- **Stated exercise**: Make an exact copy of the records, with the images left out.

(Object point labels)

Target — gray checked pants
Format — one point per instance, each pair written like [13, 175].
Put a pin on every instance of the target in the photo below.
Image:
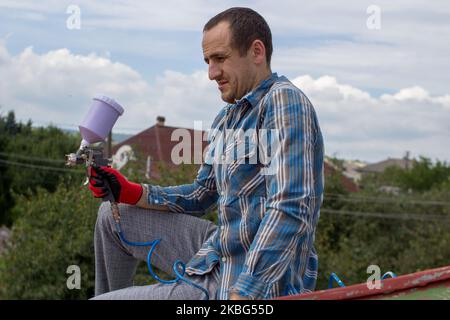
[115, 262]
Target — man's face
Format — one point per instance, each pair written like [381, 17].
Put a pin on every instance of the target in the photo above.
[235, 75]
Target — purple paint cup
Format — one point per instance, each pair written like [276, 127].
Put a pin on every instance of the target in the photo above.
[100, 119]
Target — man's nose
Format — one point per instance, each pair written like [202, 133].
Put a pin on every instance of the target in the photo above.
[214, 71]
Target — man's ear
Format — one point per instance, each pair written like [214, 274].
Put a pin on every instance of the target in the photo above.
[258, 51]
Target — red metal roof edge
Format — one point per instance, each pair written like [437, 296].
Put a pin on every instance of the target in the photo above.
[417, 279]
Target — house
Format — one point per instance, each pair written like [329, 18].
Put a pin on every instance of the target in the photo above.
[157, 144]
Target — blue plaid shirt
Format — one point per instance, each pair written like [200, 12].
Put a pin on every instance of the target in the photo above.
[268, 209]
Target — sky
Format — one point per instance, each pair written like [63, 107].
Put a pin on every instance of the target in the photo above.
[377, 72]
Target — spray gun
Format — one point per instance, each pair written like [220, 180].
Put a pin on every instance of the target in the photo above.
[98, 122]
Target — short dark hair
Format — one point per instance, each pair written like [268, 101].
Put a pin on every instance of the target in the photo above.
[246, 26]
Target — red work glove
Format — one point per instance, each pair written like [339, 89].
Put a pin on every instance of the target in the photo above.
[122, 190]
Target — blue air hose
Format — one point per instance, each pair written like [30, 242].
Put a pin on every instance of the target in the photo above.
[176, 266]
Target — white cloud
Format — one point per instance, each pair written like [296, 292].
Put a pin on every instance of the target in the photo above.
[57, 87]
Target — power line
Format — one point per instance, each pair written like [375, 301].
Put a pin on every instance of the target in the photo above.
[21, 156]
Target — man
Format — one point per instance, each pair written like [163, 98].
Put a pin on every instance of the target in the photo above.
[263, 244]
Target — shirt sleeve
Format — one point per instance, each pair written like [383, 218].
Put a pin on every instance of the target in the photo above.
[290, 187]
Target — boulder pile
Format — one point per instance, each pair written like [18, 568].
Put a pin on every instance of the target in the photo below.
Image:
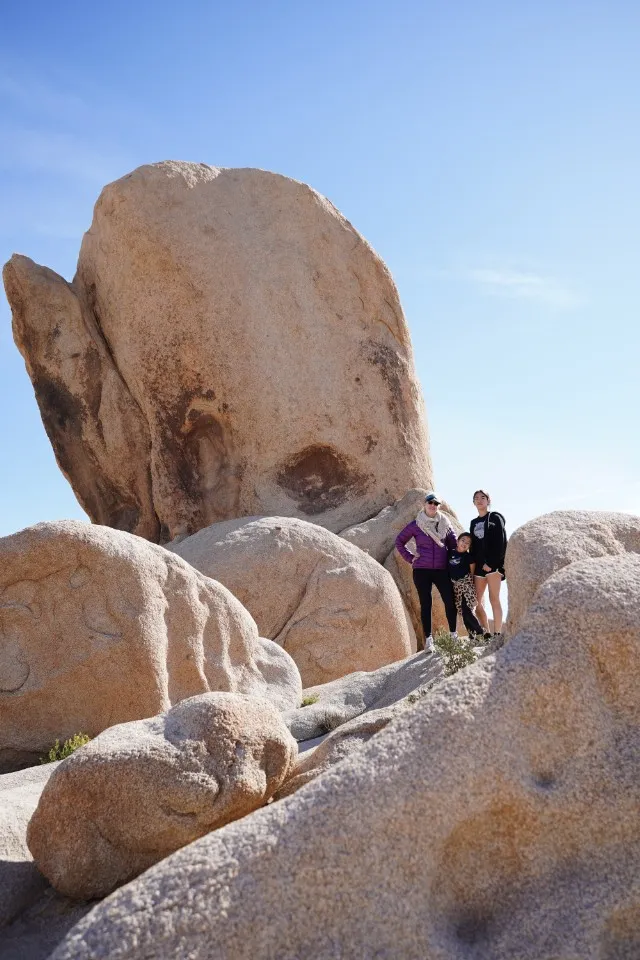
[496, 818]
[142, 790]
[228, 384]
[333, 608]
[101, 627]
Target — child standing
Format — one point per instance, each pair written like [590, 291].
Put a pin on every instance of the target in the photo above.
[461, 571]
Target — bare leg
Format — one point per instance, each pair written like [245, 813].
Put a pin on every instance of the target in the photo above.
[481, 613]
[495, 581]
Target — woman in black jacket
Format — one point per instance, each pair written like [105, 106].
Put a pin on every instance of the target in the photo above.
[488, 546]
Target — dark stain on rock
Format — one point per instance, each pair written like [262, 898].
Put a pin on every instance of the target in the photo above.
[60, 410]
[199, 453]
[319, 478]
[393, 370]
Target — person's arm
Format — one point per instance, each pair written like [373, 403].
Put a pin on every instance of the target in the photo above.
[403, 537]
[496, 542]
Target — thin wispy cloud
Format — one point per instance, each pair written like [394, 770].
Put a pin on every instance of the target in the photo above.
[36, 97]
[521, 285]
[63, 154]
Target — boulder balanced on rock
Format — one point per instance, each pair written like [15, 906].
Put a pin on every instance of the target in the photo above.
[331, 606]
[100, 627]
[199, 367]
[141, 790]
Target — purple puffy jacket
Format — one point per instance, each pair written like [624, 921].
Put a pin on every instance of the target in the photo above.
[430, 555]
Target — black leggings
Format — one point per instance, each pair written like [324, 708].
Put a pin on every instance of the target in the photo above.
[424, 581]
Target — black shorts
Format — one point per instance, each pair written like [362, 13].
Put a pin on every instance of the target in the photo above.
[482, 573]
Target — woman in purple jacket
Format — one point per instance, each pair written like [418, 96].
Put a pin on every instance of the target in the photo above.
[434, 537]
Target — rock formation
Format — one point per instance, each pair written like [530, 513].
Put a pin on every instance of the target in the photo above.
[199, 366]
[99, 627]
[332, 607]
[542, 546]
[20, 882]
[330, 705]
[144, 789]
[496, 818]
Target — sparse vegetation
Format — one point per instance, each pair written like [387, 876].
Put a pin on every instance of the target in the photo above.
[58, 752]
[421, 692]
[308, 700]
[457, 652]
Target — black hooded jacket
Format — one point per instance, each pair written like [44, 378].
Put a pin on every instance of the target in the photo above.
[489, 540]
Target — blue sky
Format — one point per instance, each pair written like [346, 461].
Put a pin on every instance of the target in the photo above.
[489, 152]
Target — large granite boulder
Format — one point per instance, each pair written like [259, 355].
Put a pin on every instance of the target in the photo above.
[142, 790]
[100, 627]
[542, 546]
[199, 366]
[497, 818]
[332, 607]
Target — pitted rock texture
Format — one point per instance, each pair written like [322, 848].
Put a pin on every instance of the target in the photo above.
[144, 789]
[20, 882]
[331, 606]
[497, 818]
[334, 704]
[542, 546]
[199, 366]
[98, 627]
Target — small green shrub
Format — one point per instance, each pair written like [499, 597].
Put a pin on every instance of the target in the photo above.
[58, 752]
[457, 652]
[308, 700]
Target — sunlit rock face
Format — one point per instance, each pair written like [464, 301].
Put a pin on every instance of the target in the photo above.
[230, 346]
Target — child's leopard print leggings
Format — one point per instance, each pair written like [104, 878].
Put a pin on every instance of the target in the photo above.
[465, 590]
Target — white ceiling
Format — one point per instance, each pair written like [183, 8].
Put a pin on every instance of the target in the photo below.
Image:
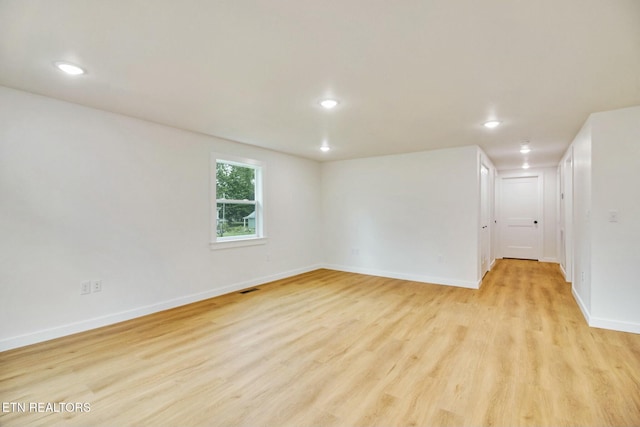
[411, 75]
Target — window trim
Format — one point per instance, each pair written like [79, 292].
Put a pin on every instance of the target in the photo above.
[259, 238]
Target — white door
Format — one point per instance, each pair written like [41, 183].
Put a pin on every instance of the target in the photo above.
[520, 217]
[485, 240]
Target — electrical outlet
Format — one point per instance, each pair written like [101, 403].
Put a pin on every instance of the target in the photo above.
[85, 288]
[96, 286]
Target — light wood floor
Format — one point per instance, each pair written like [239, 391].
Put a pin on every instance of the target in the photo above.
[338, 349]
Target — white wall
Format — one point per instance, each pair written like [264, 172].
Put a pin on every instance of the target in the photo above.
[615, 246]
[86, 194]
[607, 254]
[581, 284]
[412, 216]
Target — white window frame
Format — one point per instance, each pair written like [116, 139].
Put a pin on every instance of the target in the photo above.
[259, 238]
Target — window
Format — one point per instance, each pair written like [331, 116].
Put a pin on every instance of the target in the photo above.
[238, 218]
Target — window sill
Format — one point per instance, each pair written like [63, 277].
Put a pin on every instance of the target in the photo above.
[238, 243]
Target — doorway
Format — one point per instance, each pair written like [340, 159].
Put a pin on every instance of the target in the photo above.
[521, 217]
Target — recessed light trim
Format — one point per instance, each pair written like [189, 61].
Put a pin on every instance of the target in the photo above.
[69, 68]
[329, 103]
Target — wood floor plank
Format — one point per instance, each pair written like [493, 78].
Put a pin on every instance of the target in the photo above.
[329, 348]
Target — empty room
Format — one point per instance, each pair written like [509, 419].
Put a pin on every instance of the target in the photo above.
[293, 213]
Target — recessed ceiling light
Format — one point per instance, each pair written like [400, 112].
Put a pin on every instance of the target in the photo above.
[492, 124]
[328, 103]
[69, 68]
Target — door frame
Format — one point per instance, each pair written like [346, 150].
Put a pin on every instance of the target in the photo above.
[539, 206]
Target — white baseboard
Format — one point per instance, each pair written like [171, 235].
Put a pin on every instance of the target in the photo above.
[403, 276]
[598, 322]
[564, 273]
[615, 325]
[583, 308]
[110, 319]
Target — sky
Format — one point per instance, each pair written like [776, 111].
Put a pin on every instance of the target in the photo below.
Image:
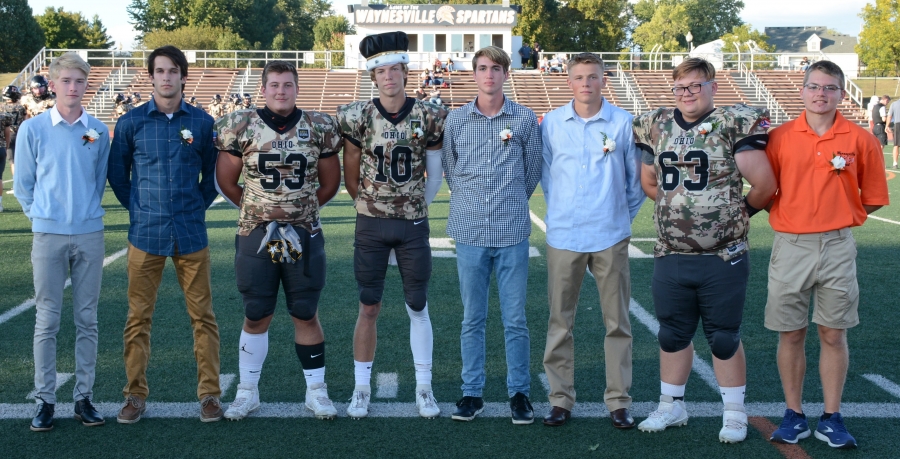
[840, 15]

- **Exercise output**:
Target — gray checked pants
Format — one point per instance, each pair written like [13, 175].
Put a pin on every instance of the target in the photo below.
Image:
[115, 262]
Target — man's face
Format — one point per instance, each pair written like [381, 17].
Put a pin on every instance of the target in the photo above.
[235, 75]
Target — purple paint cup
Format — one point per instance, each pair written like [276, 127].
Put a pin on every instance of the target in the photo above.
[100, 119]
Target — man's nose
Format — one point per instance, each pair written like [202, 133].
Put a pin on every instance of the target in the photo above.
[214, 71]
Target — man's ear
Format — one point per instance, each pair written like [214, 274].
Put a pin on every instance of the target in the photo above.
[258, 51]
Target — red metal roof edge
Format — one point per instance, each pair written like [437, 296].
Put a pin on every instance of the target in the photo above.
[417, 279]
Target — house
Format — one point per instance, each pair written like [329, 18].
Put a pin on every instance of the target in the photo above.
[157, 144]
Target — blue plaid shirt
Format — one point per instance, each pair written like [200, 12].
Put a pin on every instance of the target in the photo above.
[268, 209]
Target — sky
Format — one point per instance, each pair written like [63, 107].
Put a pin on every instance of the target in the photo above.
[377, 72]
Target — spray gun
Format — one point per instance, each pair written like [220, 180].
Put a pin on every instance of the target in the photo above.
[98, 122]
Target — short dark hair
Format — one point per instance, each pair written like [268, 101].
Put a pin on every instance of the target in the photo above.
[246, 26]
Target — red work glove
Format — one point per instance, each pair written like [339, 89].
Put a pin on every instance of the target in the photo above.
[122, 190]
Target — blue air hose
Format — one point per instance, each pair written like [30, 242].
Put a pin on every instance of the target in the photo above.
[176, 266]
Target — white cloud
Format — one point per instance, each pair written like [296, 292].
Put a pin on every instance of the target in the photo above.
[57, 87]
Target — power line
Format — one point per instance, each pair written like [375, 301].
Put a pin on every instance of the target in the photo above.
[21, 156]
Target — man
Format — one point per instance, each pair written like [163, 98].
Put a pin on every instance of the target in the photo above.
[263, 244]
Target — shirt sleeve
Format — one point per instance, each pair written like [383, 218].
Put a pin on every instance of the target in the photo above.
[290, 187]
Target — boulder pile
Format — one point per instance, each pair written like [18, 568].
Put a pin on every instance of the target in the photo below.
Image:
[496, 818]
[142, 790]
[228, 384]
[333, 608]
[101, 627]
Target — child standing
Format — one point per instance, each pair written like [590, 291].
Put a pin on every instance of the target in the photo above.
[461, 571]
Target — bare leg
Format — one point per instance, each pair written like [245, 813].
Put a pin on every instance of the target in the photo above.
[481, 613]
[495, 581]
Target — woman in black jacket
Format — one point per instance, each pair written like [105, 106].
Put a pin on every instance of the target in the photo above.
[488, 546]
Target — dark stain on rock
Format — one point per instance, each pair written like [262, 898].
Put a pin on every instance of the target in the photo above.
[60, 410]
[199, 453]
[319, 478]
[393, 370]
Target — person's arm
Format — one point per instance, each pair written like [373, 403].
Put a pin on every instance of the target in the photo above.
[403, 537]
[496, 542]
Target — thin wispy cloud
Format — one point per instance, each pair written like [394, 770].
Put a pin on every instance of the target in the photo above.
[36, 97]
[521, 285]
[63, 154]
Target — boulder balanced on rock
Format — one point per instance, each pair written like [15, 906].
Put a pin on every instance of the target in the photo above.
[331, 606]
[100, 627]
[199, 367]
[141, 790]
Target — purple puffy jacket
Format — one point per instance, each pair written like [624, 921].
Put a pin on every instance of the target in the photo above.
[430, 555]
Target — black leggings
Format — one point per instance, each pair written like [324, 708].
Put a pin on every instance of the target in the photo above.
[424, 581]
Target — black shorts
Format — one point per instance, each pair written like [362, 13].
Put a pin on every instance of the target in the photo above.
[482, 573]
Target — woman in purple jacket
Format — one point per instance, each pair written like [418, 96].
Put a pin on every instance of the target in the photo above.
[434, 537]
Target — rock formation
Format — one point per instance, each pair written like [530, 513].
Put a pin on every instance of the target in the photo above.
[199, 366]
[99, 627]
[332, 607]
[542, 546]
[20, 882]
[330, 705]
[144, 789]
[496, 818]
Target — sparse vegetation
Format — one point per instance, each pair written like [387, 876].
Put a pin on every instance of the target in the photo above.
[58, 752]
[421, 692]
[308, 700]
[457, 652]
Target — black hooded jacket
Format — one point per instance, each pair written like [44, 378].
Put a pin on every instance of the target in the photo above.
[489, 540]
Target — blue sky
Format — one point per instance, each pair written like [346, 461].
Put a pin on every instance of the target in the photo above.
[489, 152]
Target — large granite boulder
Format — one point per instance, each pair written like [259, 355].
Put a pin on every instance of the target in the photo above.
[142, 790]
[100, 627]
[542, 546]
[199, 366]
[497, 818]
[332, 607]
Target — pitted rock texture
Format — one point per instance, each pair written like [322, 848].
Put a pin on every instance of the target in the photo above.
[144, 789]
[20, 882]
[331, 606]
[497, 818]
[334, 704]
[542, 546]
[199, 366]
[98, 627]
Target — small green shrub
Format — one point per instance, each pair written like [499, 597].
Put a pin on every instance of the target in the photo above.
[58, 752]
[457, 652]
[308, 700]
Target — sunlit rock face
Format — one point per instance, each pair written like [464, 301].
Put a pin on every instance of the target in the photo above.
[230, 346]
Target — child's leopard print leggings
Format — one point per instance, each pair written like [104, 878].
Put a pin on every instance of the target in the photo above.
[465, 590]
Target — white ceiling
Format — one point per instance, each pair written like [183, 8].
Put a pin on every instance of the target in the photo below.
Image:
[411, 75]
Target — window trim
Format — one point per instance, each pair written like [79, 292].
Put a pin on every instance of the target in the photo above.
[259, 238]
Target — white door
Format — one point per instance, each pair written like [41, 183].
Put a pin on every instance of the target in the photo above.
[520, 217]
[485, 240]
Target — electrical outlet
Format — one point per instance, each pair written like [101, 403].
Put a pin on every instance of the target in the photo above.
[85, 288]
[96, 286]
Target — light wood floor
Format — one point per instance, each pair written like [239, 391].
Put a pin on every instance of the target in the photo above.
[338, 349]
Target — white wall
Format — one point per instance, each pair written like [264, 172].
Put a pin on every instance of the target in the photo above.
[615, 246]
[86, 194]
[607, 254]
[581, 284]
[412, 216]
Target — white window frame
Format — one point per instance, each pair written like [116, 139].
Put a pin on every instance of the target in the photo above.
[259, 238]
Target — window
Format — one point per instance, each pair written like [331, 116].
Put a pin on every instance of the target in the photo above.
[238, 218]
Target — window sill
Format — one point per instance, each pair written like [63, 277].
Put a pin on every instance of the target in the photo above.
[238, 243]
Target — doorway
Format — one point per instance, each pair written like [340, 159].
Put a pin on every instance of the target in the photo above.
[521, 217]
Target — recessed light trim
Format — one point per instance, each pair written like [189, 61].
Put a pin on every instance of the target in the photo above.
[69, 68]
[329, 103]
Target — wood floor plank
Format — one point per instance, each pair written like [493, 78].
Put a pin on every instance of the target in the photo above.
[329, 348]
Target — empty room
Format — one point per instance, each pair written like [509, 419].
Put a pin on every instance of the target in the photo above.
[293, 213]
Target — recessed ceiling light
Format — one point per instance, each pair written like [400, 112].
Put a pin on every instance of the target in the photo above.
[492, 124]
[328, 103]
[69, 68]
Target — door frame
Format — one point per instance, each pair written like [346, 150].
Put a pin on every instance of the target in the photo above.
[539, 206]
Target — white baseboard
Format — one point per instance, each pair written like [171, 235].
Put a pin on every instance of the target in the photo above.
[403, 276]
[598, 322]
[564, 273]
[615, 325]
[583, 308]
[110, 319]
Target — sky
Format — one point per instance, each pair written like [776, 111].
Put a pin on every instance of the target in the photo below.
Image:
[840, 15]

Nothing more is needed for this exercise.